> **SUPPLIED PASSAGE**
※ ※ ※

The data protection field is a meaningful example to use to illustrate the various ways in which the European Parliament can exercise its different powers. Besides its legislative power, particularly relevant in the adoption of the data protection reform package, as well as the power to give consent to EU legal acts (for example, the EU-US Umbrella agreement and the Protocol to the CoE Convention 108), the Parliament has exercised its varied power of political control over the Commission on several occasions in the area of privacy and data protection. Moreover, it has used its powers of enquiry to question and launch investigations on specific issues related to the lawfulness of data processing and other subjects.

In light of the Snowden revelations about the US National Security Agency’s data collection programme and about the risk that US law and practice did not offer adequate protection to EU citizens’ data transferred to the US, the Parliament repeatedly called for the suspension of the EU-US Safe Harbour data transfer agreement. As part of the Parliament’s inquiry into mass surveillance of EU citizens, MEPs looked into alleged spying activities by the US and some EU countries, adopting ad hoc resolutions and providing recommendations on preventing further breaches and on redress mechanisms.

Having called for the annulment of the Safe Harbour agreement (later withdrawn, following the CJEU’s ruling), the Parliament continued to scrutinise the Commission’s activities leading to the new Privacy Shield data-transfers framework in 2016. Although recognising the improvements of the new arrangement, the Parliament has repeatedly voiced its concerns, especially in its resolutions on transatlantic data flow (2016) and on the adequacy of the ‘Shield’ (2018).

Although the Parliament is not formally involved in the related negotiations, it assesses (and may request to amend or withdraw) the Commission’s adequacy decisions on third countries’ level of data protection. Also to this end, ad hoc delegations of the Committee on Civil Liberties (LIBE) have visited the US, Canada, Japan and recently South Korea.

The instrument of parliamentary questions for oral or written answers addressed to the European Commission has been used several time on specific issues of data protection and privacy.

As part of its scrutiny powers, the Parliament requested, for the first time in November 2018 and according to Article 218(11) TFEU, the opinion of the Court of Justice of the EU (CJEU) on the EU-Canada PNR transfer agreement on its compatibility with privacy and data protection rights.

European advisory bodies on data protection (the European Data Protection Supervisor and European Data Protection Board) have to regularly report to Parliament on their activities.

※ ※ ※

> **DATASET EXCERPT**
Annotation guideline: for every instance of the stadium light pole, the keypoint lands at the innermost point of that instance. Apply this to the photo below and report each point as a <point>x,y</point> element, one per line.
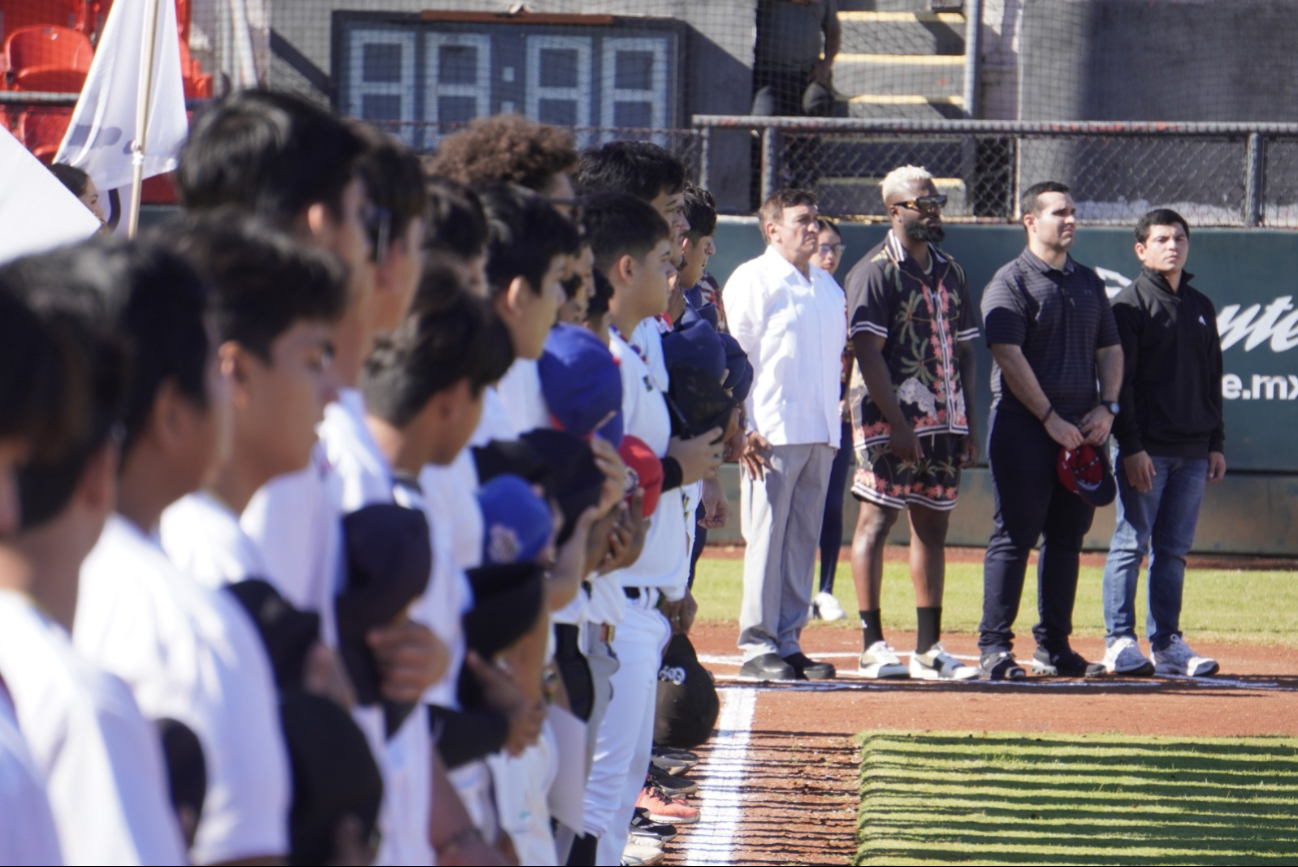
<point>142,113</point>
<point>972,56</point>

※ ※ ※

> **WHAT THE TASK REQUIRES**
Write out the passage on the European Parliament and data protection, starting at the words "Although the Parliament" and ending after "data protection rights.". The listing is material apart from the passage on the European Parliament and data protection.

> **TASK SOLUTION**
Although the Parliament is not formally involved in the related negotiations, it assesses (and may request to amend or withdraw) the Commission’s adequacy decisions on third countries’ level of data protection. Also to this end, ad hoc delegations of the Committee on Civil Liberties (LIBE) have visited the US, Canada, Japan and recently South Korea.

The instrument of parliamentary questions for oral or written answers addressed to the European Commission has been used several time on specific issues of data protection and privacy.

As part of its scrutiny powers, the Parliament requested, for the first time in November 2018 and according to Article 218(11) TFEU, the opinion of the Court of Justice of the EU (CJEU) on the EU-Canada PNR transfer agreement on its compatibility with privacy and data protection rights.